Transportation Structures:
Route Elements (Typologies Part 3)
and Glossary

Terms, Definitions and Observations

No, these aren't runes...

  • Over to "Transportation Structures - Route Typologies Part 1: Introduction and Outline of Lists"
  • Over to "Transportation Structures - Route Typologies Part 2: Descriptive Lists"
  • Listed in alphabetical order.


    Route Elements

    A "Route Element" is small, elemental feature in a route that is a transition or adjustment to a different type of route. They are usually a quick, sudden reaction to the terrain or an alteration in the route (which also makes them distinctive, recognizable and classifiable).

    These are elements of a route independent of the terrain - only a two-dimensional view. For a three-dimensional perspective, see Route Subtypes or pathways

    Since routes go both directions, it is arbitrary to choose between begin/end, past/before a crossing

    Illustrations are scematic diagrams of each element. different routes are denoted by different colors.

    [To combine with Glossary? Nomenclature?]


    Route Elements: Topical List


    Route Elements: Entries


    Bend

    A kind of curve that is a sudden, abrupt change in route from one tangent to another - one bend with a change of the direction of the route.

    Bend vs. dogleg - A dogleg is two bends with no change of the direction of the route. The Bend has one bend with a change of the direction of the route.

    Same as Jog.

    • Often a result of shift of a road from one historic route to another.
    • Also conforming to survey lines (e.g. Virginia Millitary District), later ossified as property lines.

MATERIAL:

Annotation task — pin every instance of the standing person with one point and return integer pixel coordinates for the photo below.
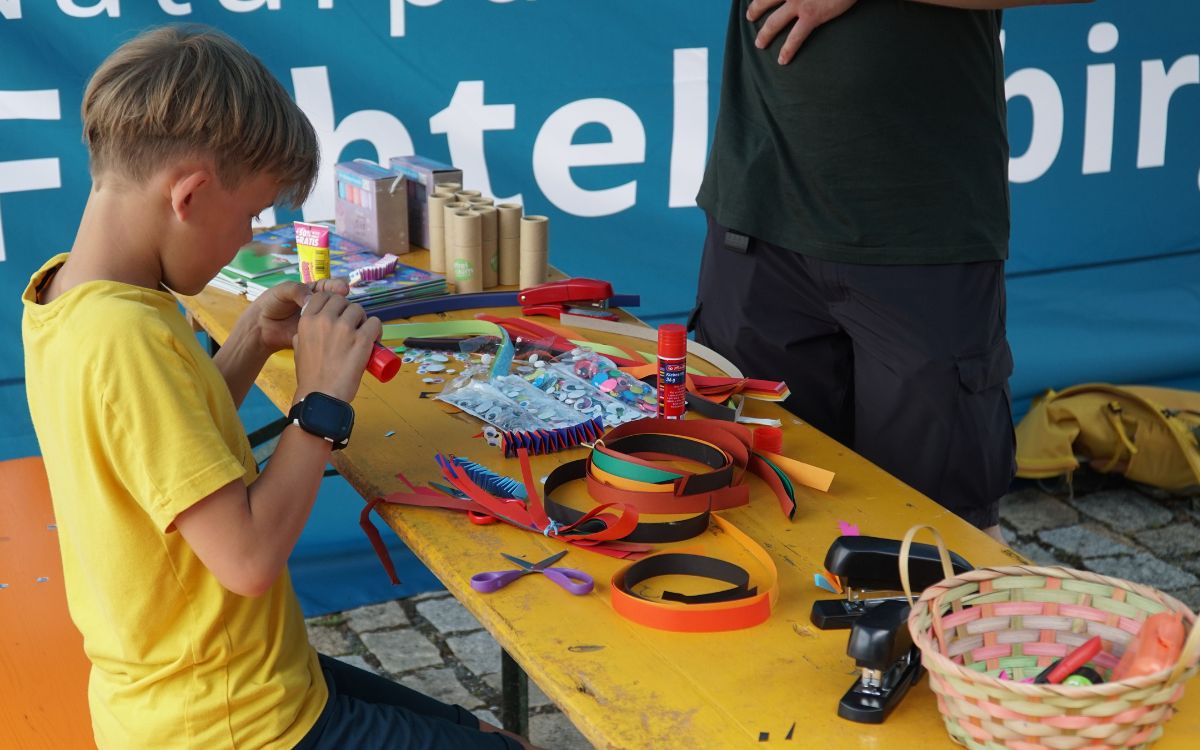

REQUIRED TASKS:
1. In the route elements text, what is the difference between a bend and a dogleg?
2. Write the next part of the route elements text, picking up after its final line.

RESULTS OF THE EXERCISE:
1. A bend is one bend with a change of the direction of the route, while a dogleg is two bends with no change of the direction of the route.

2.
    • Also a result of inviolable property borders.
    • Also in section-line gridded roads, resulting from skew-corners of sections and others.
    • Most noticeable on level terrain, and thus with little logical explanation in regards to terrain (it usually is a result of illogical property lines).

    Branch

    One route begins on another route and heads off on a different course.

    Branch vs. wye - A wye is two routes splitting off from a common point, both routes heading off on diffent courses. A branch is one route begining on another route and heading off on a different course.

    Branch vs. crossing - A crossing is two entire routes crossing each other and retaining their general courses. A branch can be considered to have been two routes crossing each other, but half of the second route has been abandoned, leaving the other half to appear to start on the one route.

    • [need illus. of abandoned segment feeding in] Usually a result of part of one route being abandoned or obliterated past/before the crossing, leaving the other route to rely on the surviving route to take up its traffic.

    Webster:


    Crossing

    Two routes cross each other and retain their general courses

    Same as Node.

    • May also be referred to as a Node.
    • If one segment is abandoned, this becomes a branch.

    Webster:


    Dogleg

    A kind of curve that is a Bend that bends suddenly, at a right angle or near-right angle, and then bends back again to parallel its original course, creating a Z or fortissimo or sharp music notation (for lack of better pictographs).

    Two Bends or jogs close to each other that create a slight shift in the direction of the route, but not a change in its course.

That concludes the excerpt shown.